(The request)
Copy the rows below word for word, starting with the line that contains "Q: Where is a point on each instance of the balcony" and going on through the line that contains "x=439, y=122".
-- Begin Material provided --
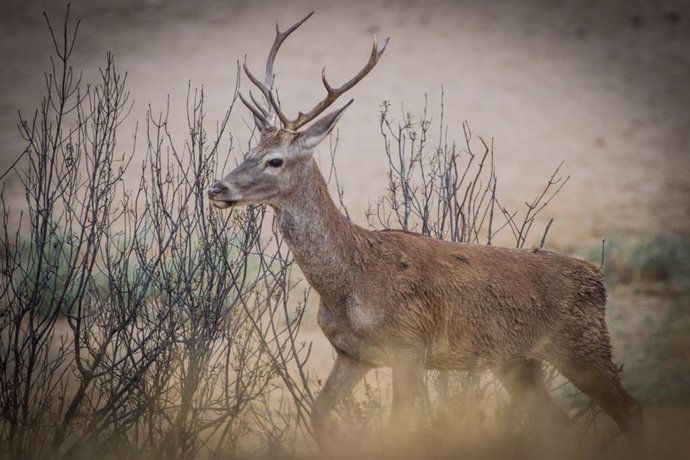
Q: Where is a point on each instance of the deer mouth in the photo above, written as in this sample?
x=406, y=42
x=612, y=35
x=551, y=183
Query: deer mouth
x=223, y=204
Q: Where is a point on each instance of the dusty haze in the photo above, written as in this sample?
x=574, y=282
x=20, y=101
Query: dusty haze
x=603, y=87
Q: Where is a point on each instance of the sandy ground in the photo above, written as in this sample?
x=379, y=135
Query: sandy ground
x=601, y=86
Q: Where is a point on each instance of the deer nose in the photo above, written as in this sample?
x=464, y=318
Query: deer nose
x=217, y=189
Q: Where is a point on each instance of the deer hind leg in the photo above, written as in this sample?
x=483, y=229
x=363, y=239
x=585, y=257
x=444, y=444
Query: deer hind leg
x=524, y=381
x=346, y=373
x=590, y=367
x=407, y=386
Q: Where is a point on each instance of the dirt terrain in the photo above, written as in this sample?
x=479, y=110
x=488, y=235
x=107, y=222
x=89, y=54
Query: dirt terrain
x=602, y=87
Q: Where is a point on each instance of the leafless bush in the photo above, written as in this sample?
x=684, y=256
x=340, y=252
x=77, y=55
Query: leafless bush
x=447, y=190
x=138, y=322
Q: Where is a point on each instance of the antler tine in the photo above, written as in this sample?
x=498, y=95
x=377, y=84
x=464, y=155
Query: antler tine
x=257, y=111
x=266, y=86
x=334, y=93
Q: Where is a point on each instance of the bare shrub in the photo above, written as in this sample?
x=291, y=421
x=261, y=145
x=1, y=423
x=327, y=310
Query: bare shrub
x=136, y=322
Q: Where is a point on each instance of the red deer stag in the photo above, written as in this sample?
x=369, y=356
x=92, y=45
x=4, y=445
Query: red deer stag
x=410, y=302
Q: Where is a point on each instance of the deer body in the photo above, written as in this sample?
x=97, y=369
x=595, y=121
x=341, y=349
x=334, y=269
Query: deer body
x=386, y=294
x=398, y=299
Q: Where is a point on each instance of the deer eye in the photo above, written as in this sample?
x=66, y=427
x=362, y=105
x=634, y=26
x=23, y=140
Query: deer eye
x=275, y=162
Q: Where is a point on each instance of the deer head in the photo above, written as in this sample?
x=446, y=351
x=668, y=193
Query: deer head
x=273, y=167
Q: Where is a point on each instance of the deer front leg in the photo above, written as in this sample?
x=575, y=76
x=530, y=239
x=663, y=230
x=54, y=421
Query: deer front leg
x=343, y=377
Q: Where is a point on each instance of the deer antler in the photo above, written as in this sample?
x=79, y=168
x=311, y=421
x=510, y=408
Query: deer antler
x=267, y=115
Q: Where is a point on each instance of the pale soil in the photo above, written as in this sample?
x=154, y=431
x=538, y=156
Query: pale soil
x=600, y=86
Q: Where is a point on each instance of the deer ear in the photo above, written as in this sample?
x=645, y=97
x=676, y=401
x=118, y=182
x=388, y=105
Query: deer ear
x=318, y=131
x=259, y=123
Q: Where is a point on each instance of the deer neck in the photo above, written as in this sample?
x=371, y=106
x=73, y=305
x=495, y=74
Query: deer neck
x=323, y=241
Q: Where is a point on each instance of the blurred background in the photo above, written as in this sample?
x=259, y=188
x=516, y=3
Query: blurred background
x=600, y=86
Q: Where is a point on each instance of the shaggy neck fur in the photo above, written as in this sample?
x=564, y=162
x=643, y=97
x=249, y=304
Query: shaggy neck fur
x=320, y=237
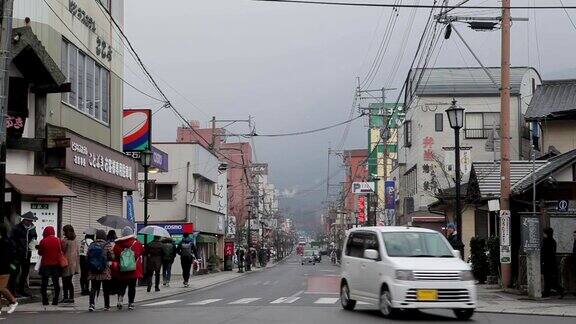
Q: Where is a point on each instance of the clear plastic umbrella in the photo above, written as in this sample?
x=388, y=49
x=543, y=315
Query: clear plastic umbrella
x=155, y=231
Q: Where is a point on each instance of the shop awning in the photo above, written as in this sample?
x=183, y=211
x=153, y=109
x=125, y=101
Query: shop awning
x=201, y=238
x=43, y=186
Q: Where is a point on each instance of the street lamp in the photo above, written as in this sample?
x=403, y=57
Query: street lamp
x=456, y=118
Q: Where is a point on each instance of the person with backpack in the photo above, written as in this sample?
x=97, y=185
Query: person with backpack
x=128, y=255
x=84, y=244
x=187, y=256
x=8, y=256
x=50, y=250
x=168, y=259
x=70, y=249
x=154, y=257
x=100, y=256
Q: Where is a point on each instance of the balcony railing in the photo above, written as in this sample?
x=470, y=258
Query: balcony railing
x=478, y=132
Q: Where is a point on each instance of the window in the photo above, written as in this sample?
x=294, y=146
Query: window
x=410, y=181
x=164, y=191
x=355, y=245
x=416, y=244
x=407, y=133
x=205, y=190
x=90, y=82
x=481, y=125
x=105, y=4
x=439, y=122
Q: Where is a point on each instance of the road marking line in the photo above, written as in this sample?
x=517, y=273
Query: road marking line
x=205, y=302
x=165, y=302
x=244, y=301
x=290, y=300
x=326, y=301
x=279, y=300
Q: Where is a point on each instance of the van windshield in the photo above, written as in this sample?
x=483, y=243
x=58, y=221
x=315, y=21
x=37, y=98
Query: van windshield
x=414, y=244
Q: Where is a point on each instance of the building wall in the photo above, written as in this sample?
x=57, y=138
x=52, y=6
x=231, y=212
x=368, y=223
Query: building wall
x=187, y=162
x=426, y=151
x=50, y=30
x=558, y=133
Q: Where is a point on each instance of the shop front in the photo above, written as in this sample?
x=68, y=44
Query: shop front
x=97, y=174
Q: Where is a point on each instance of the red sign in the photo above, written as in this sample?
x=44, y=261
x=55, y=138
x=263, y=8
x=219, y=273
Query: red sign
x=361, y=209
x=228, y=248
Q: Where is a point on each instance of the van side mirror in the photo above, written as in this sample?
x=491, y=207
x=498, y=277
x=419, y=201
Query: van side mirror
x=371, y=254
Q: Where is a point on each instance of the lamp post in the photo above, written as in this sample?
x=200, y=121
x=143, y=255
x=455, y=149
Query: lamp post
x=456, y=118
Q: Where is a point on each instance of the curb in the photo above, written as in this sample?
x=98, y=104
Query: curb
x=522, y=313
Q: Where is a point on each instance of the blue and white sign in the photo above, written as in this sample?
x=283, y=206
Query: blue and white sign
x=563, y=205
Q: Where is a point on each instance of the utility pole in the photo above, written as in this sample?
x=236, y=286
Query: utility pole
x=213, y=141
x=5, y=53
x=505, y=251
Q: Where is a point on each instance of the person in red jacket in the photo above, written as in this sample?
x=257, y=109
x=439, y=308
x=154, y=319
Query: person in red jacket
x=50, y=250
x=128, y=279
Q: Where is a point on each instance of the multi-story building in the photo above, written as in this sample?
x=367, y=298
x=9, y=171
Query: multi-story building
x=238, y=156
x=64, y=158
x=193, y=190
x=426, y=140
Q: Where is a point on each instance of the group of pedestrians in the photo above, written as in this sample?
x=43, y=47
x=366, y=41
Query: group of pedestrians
x=248, y=258
x=103, y=261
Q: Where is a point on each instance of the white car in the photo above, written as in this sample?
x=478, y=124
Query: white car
x=405, y=268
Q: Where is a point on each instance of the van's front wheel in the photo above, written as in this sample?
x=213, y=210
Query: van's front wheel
x=345, y=301
x=385, y=306
x=463, y=314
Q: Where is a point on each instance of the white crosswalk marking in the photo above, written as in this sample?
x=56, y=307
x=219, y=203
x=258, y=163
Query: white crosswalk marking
x=285, y=300
x=205, y=302
x=326, y=301
x=244, y=301
x=165, y=302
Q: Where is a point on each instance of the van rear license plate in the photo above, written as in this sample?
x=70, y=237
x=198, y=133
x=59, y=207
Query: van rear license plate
x=427, y=294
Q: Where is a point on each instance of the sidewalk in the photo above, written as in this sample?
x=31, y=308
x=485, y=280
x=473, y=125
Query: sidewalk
x=176, y=288
x=497, y=301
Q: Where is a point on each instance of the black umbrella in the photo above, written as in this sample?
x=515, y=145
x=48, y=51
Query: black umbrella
x=116, y=222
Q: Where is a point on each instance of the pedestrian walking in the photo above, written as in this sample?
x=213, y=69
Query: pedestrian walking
x=169, y=251
x=100, y=256
x=154, y=257
x=187, y=255
x=452, y=238
x=71, y=251
x=84, y=283
x=24, y=238
x=50, y=251
x=549, y=266
x=128, y=255
x=111, y=237
x=7, y=256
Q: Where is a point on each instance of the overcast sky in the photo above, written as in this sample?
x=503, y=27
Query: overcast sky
x=294, y=67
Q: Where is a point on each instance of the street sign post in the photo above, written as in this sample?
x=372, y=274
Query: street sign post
x=505, y=253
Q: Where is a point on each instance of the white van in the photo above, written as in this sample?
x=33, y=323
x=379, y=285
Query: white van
x=405, y=267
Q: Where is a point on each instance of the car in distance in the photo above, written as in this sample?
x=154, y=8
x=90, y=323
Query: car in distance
x=308, y=257
x=405, y=268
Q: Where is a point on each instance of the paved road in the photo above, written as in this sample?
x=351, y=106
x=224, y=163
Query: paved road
x=287, y=293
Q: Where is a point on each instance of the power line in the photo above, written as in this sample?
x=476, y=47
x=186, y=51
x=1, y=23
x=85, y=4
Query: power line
x=359, y=4
x=304, y=132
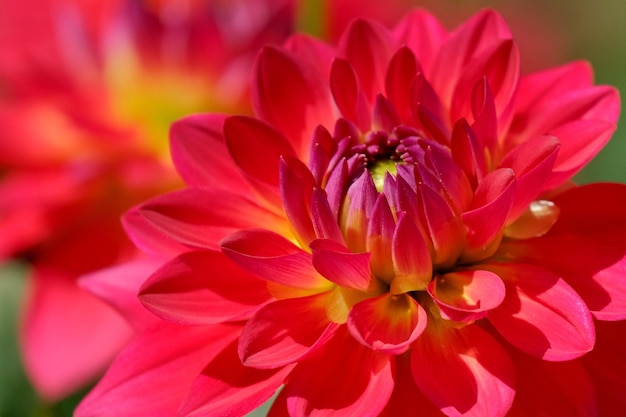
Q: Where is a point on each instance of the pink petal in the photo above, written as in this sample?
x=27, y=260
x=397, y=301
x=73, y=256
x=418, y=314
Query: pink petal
x=541, y=314
x=411, y=258
x=200, y=218
x=256, y=148
x=337, y=264
x=291, y=96
x=135, y=382
x=464, y=372
x=366, y=45
x=285, y=331
x=555, y=389
x=59, y=317
x=580, y=141
x=467, y=42
x=380, y=232
x=274, y=258
x=347, y=93
x=607, y=367
x=387, y=323
x=149, y=239
x=402, y=70
x=203, y=287
x=423, y=33
x=342, y=379
x=445, y=228
x=201, y=158
x=467, y=295
x=468, y=152
x=594, y=265
x=532, y=163
x=227, y=388
x=324, y=221
x=296, y=188
x=489, y=210
x=118, y=286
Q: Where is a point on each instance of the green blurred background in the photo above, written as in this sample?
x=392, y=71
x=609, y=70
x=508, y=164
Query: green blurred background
x=549, y=33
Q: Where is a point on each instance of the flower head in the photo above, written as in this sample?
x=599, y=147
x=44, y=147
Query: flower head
x=88, y=90
x=393, y=234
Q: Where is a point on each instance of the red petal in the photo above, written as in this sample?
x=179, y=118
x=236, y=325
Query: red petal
x=227, y=388
x=118, y=286
x=401, y=72
x=423, y=33
x=489, y=210
x=387, y=323
x=580, y=141
x=257, y=148
x=342, y=379
x=607, y=367
x=273, y=258
x=59, y=317
x=404, y=388
x=148, y=238
x=285, y=331
x=464, y=372
x=291, y=95
x=296, y=188
x=467, y=295
x=467, y=42
x=541, y=314
x=380, y=232
x=411, y=258
x=532, y=162
x=200, y=156
x=555, y=389
x=203, y=288
x=135, y=382
x=366, y=45
x=200, y=218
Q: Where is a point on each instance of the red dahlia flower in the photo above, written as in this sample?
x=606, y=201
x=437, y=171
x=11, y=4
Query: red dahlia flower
x=393, y=234
x=88, y=90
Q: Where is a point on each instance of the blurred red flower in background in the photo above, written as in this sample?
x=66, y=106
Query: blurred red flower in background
x=88, y=90
x=394, y=233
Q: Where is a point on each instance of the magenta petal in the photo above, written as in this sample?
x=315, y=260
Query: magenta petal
x=144, y=371
x=183, y=290
x=285, y=331
x=467, y=295
x=555, y=389
x=607, y=367
x=464, y=372
x=401, y=72
x=118, y=286
x=412, y=263
x=580, y=141
x=342, y=379
x=148, y=238
x=337, y=264
x=256, y=148
x=274, y=258
x=423, y=33
x=532, y=163
x=387, y=323
x=296, y=188
x=227, y=388
x=489, y=210
x=200, y=218
x=367, y=46
x=59, y=317
x=291, y=96
x=200, y=155
x=541, y=314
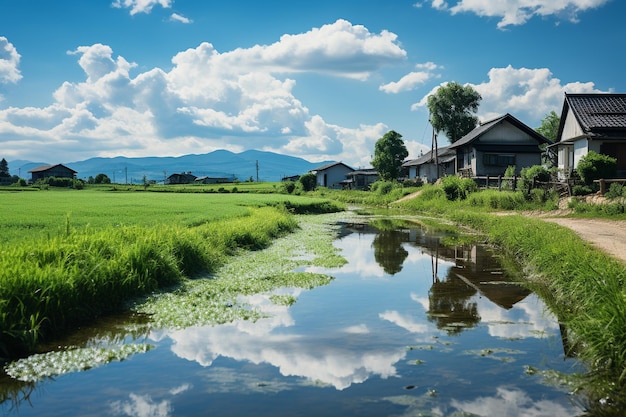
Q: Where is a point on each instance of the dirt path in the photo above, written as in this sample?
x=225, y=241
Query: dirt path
x=607, y=235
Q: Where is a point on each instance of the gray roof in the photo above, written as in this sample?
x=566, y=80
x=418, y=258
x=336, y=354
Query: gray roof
x=484, y=127
x=327, y=166
x=444, y=154
x=597, y=114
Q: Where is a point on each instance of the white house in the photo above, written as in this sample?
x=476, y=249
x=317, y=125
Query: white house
x=332, y=175
x=591, y=122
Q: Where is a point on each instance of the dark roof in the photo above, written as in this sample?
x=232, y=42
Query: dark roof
x=44, y=168
x=444, y=154
x=327, y=166
x=597, y=114
x=484, y=127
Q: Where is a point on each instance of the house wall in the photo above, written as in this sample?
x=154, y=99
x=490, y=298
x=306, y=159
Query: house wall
x=571, y=128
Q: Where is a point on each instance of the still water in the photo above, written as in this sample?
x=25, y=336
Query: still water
x=408, y=327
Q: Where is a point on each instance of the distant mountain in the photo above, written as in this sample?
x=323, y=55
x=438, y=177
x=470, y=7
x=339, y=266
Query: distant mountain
x=221, y=163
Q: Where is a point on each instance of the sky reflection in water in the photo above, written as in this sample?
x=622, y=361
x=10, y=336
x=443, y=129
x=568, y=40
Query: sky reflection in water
x=408, y=327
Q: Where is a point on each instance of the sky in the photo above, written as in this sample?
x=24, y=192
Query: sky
x=321, y=80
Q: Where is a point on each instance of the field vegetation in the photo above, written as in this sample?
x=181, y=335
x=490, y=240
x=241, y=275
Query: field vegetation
x=69, y=256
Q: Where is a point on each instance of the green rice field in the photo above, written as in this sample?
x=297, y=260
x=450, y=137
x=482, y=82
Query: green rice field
x=68, y=256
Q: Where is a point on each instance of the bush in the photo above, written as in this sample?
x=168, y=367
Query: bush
x=458, y=188
x=594, y=166
x=308, y=181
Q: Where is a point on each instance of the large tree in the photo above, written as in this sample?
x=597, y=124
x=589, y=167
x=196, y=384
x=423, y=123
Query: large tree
x=389, y=153
x=550, y=126
x=452, y=109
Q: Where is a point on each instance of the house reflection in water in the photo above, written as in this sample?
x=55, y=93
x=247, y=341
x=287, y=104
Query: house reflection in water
x=452, y=298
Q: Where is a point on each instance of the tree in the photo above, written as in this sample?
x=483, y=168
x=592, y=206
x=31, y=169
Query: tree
x=452, y=109
x=550, y=126
x=389, y=153
x=4, y=168
x=308, y=181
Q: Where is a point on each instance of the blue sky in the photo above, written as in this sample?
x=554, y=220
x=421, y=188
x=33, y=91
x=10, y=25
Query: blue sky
x=321, y=80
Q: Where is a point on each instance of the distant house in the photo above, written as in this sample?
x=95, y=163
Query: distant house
x=211, y=180
x=591, y=122
x=428, y=168
x=183, y=178
x=332, y=175
x=361, y=179
x=497, y=144
x=46, y=171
-- End Material provided --
(Problem solution)
Q: Where is a point on each instance of the balcony railing in the photo above, written as in this sample?
x=470, y=258
Query: balcony railing
x=478, y=132
Q: Where is a point on each instance of the window in the photo above, written as in this sample?
x=294, y=146
Query: window
x=410, y=181
x=164, y=191
x=355, y=245
x=416, y=244
x=407, y=133
x=205, y=190
x=90, y=82
x=481, y=125
x=105, y=4
x=439, y=122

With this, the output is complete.